*Your assignment*. Write out the data word for word and drop any picture you find.

*Available records*.
■ ■ ■ ■ ■ ■ ■

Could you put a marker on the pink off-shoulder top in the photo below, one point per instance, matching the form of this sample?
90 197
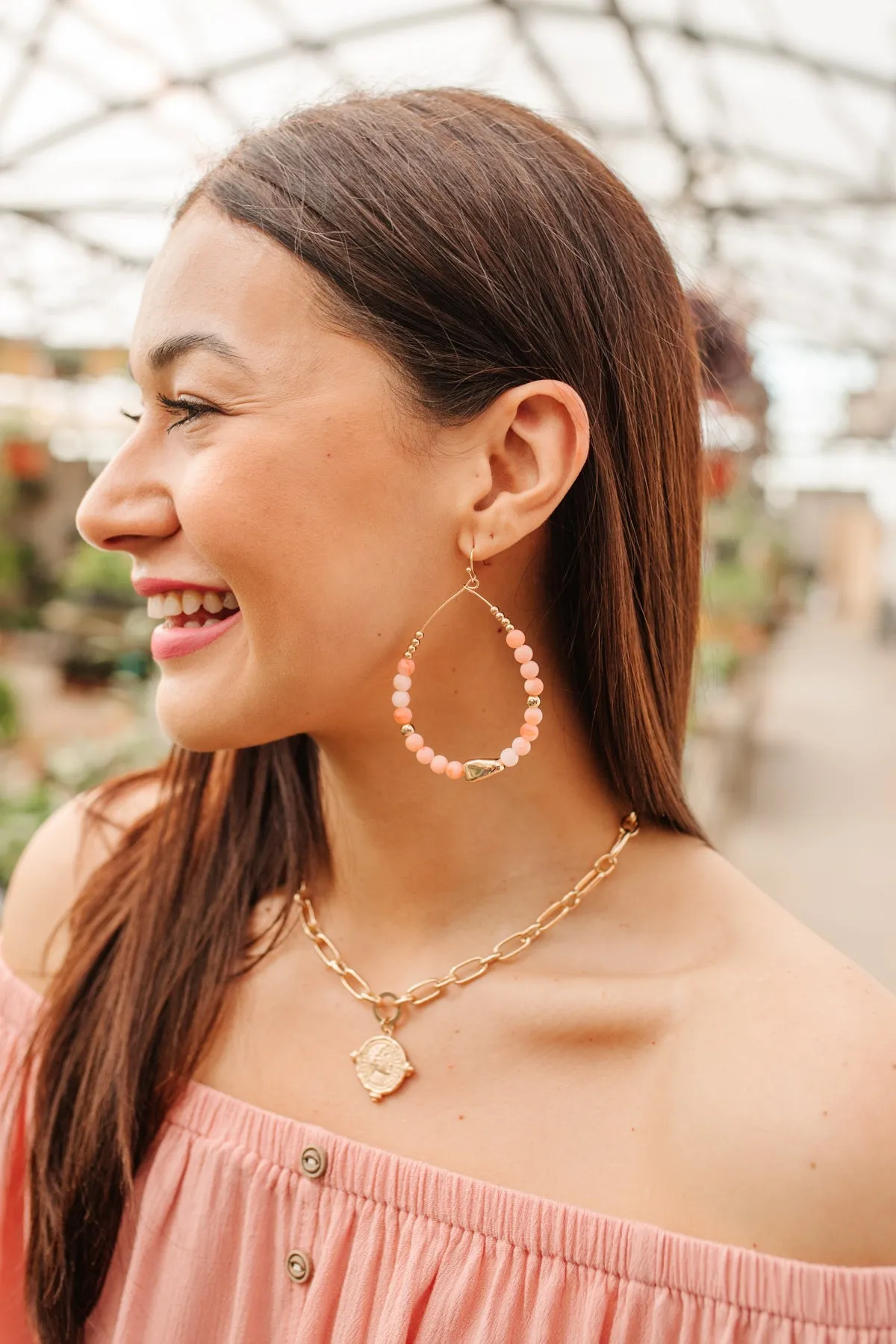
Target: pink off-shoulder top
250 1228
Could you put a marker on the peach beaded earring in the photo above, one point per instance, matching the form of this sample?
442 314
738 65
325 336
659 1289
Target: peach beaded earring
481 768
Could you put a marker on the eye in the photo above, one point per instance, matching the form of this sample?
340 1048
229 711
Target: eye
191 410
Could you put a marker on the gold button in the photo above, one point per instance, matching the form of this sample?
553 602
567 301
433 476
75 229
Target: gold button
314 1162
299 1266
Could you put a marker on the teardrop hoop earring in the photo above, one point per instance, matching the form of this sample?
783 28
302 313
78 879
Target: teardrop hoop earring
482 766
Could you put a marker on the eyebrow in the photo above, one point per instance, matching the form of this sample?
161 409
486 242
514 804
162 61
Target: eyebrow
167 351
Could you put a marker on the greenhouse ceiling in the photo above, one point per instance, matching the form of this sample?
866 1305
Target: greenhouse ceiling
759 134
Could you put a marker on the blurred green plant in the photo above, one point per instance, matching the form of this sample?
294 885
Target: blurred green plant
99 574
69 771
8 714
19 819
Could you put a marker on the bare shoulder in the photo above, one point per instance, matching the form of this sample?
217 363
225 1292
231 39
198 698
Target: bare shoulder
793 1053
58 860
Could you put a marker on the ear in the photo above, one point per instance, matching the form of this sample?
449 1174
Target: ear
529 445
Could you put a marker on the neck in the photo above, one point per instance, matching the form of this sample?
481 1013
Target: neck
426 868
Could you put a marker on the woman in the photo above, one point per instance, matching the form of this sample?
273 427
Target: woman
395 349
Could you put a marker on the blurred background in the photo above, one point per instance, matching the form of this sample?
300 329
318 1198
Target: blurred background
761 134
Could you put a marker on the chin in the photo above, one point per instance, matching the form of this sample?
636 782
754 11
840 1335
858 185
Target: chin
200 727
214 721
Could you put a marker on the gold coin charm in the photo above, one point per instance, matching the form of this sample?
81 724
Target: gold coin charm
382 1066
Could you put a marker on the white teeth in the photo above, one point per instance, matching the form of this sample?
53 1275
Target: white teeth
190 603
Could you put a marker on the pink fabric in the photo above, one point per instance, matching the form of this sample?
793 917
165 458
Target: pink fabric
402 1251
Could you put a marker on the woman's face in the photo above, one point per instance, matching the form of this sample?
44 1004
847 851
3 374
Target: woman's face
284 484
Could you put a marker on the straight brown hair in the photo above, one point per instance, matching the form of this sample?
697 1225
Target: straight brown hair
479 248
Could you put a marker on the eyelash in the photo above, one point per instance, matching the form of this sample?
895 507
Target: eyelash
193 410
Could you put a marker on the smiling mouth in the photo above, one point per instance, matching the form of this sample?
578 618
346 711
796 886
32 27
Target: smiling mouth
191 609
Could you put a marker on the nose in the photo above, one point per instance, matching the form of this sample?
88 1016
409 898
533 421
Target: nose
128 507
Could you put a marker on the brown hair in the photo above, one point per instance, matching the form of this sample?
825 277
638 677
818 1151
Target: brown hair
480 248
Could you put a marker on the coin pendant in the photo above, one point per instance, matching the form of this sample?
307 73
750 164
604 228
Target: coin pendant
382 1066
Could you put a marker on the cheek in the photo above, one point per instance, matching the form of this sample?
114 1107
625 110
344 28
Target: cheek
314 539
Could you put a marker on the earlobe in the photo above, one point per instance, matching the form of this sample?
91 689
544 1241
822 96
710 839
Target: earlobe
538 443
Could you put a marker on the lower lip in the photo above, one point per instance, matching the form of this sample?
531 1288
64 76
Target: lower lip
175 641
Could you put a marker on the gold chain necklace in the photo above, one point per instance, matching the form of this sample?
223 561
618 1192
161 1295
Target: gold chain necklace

■ ■ ■ ■ ■ ■ ■

*Exercise output*.
Could you put a marker on the pink off-shoulder top in the photo below, one point per instance, matching the form of this sample?
90 197
Target: pink off-shoulder top
250 1228
Could you put a marker on the peach beaded earring in the photo above, one point per instance, matching the form of this sample?
442 314
738 65
325 336
659 1289
Target: peach beaded earring
481 768
Could you put a marker on the eye in the photo above, one point per instance, matching the form of this sample?
340 1048
229 711
Target: eye
191 410
Could you put a marker on the gold button in the photo above, one point per instance, matching the form of this sample?
553 602
567 301
433 476
75 229
Target: gold button
314 1162
299 1266
Could you put a marker on the teardrop hoop earring in the photo above, one point per instance, matching the form of this sample?
783 28
302 313
78 879
Target: teardrop hoop earring
482 766
Could you put a marker on the eyebrow in the photo above, one point per instance, matching the form of this sample?
161 409
486 242
514 804
162 61
Target: eyebrow
167 351
Could you put a marker on the greenhouse ceiling in the photo above, one point per instance, matching the form of this sample?
866 1305
Target: greenhouse ceiling
759 134
Could you put a marker on the blurred green plant in the photo above, one point per instance, matching the form of this sample?
294 885
Target: blurred green plant
99 574
69 771
8 714
19 819
Could you put a marker on the bare shoulder in the photo above, one point per instance, matching the form of this sample?
217 363
225 1292
231 39
198 698
Target: bare shoulder
793 1053
58 860
Could you put a marker on the ear in the photo above, one point per instance, matching the form of this sample?
449 1174
Target: ear
529 445
Could you put a marker on the neck in the photo above, one point per instance, matching the form of this sample?
481 1013
Target: neck
426 868
Could you put a marker on the woman in the photo above, one point per instance, matching the form of this sample?
273 427
Target: woman
395 349
Could you put a marker on the blurred background in the photo above, one point per instance, matching the form of this sample?
300 329
318 1198
Target: blurred background
761 134
Could you put a marker on the chin in the photo above, one point per instance, matching the form of this sample?
636 782
754 11
840 1335
858 185
Target: chin
200 727
214 721
Could you put a marker on the gold coin charm in the photo above, one point per instance, matching the form of this sample?
81 724
Target: gold coin charm
382 1066
Could you put a marker on the white teeth in the photo above, one point per instance, matching the form of this sample?
53 1275
Target: white teeth
190 603
Could you put a marker on the pink fabric in the photo above, one point per instance, matching the form of this sample?
793 917
165 458
Target: pink fabric
402 1251
Could you put a marker on the woman's face in the photo above, one point per instance, matching the form of this sample?
44 1004
847 851
3 374
Target: woman's face
284 484
Could you put a marker on the straight brown hair in the photo above, one point per instance, matching the form of this sample?
697 1225
Target: straight brown hair
479 248
Could you put a marker on the eyelash in the photo above, one point per instance, matching the form of this sample?
895 507
Target: eyelash
193 410
Could you put a marker on the smiling mouth in the photo above, one point per instance, matching the form of this sample?
578 618
346 711
796 886
32 27
Target: smiling mouth
191 609
Could you put a marker on the nose in the photo above, one point per instance, matching the form of this sample?
88 1016
409 898
533 421
Target: nose
128 507
Could you put a marker on the brown hair in the photo above, one point per instance, matching the form of this sample?
825 277
638 677
818 1151
Target: brown hair
480 248
Could you put a marker on the coin pendant in the photo above, one point per instance, matching the form of this sample?
307 73
750 164
604 228
Target: coin pendant
382 1066
Could you put a marker on the cheek in the photo above, one point per instance, matching the form of this sample?
114 1107
625 110
344 28
Target: cheek
314 539
Could you put a marker on the earlobe in the photo above, one point per instance, matching the form of this sample?
91 689
544 1241
822 96
710 839
Target: earlobe
538 443
Could you put a marker on the lower lip in the photo above, one point per instance, matching the form of this sample?
531 1288
64 76
Target: lower lip
175 641
Could you put a marker on the gold chain necklace in the photo above, one point per instance, matching the form of this sample?
223 561
618 1192
161 1295
Target: gold chain necklace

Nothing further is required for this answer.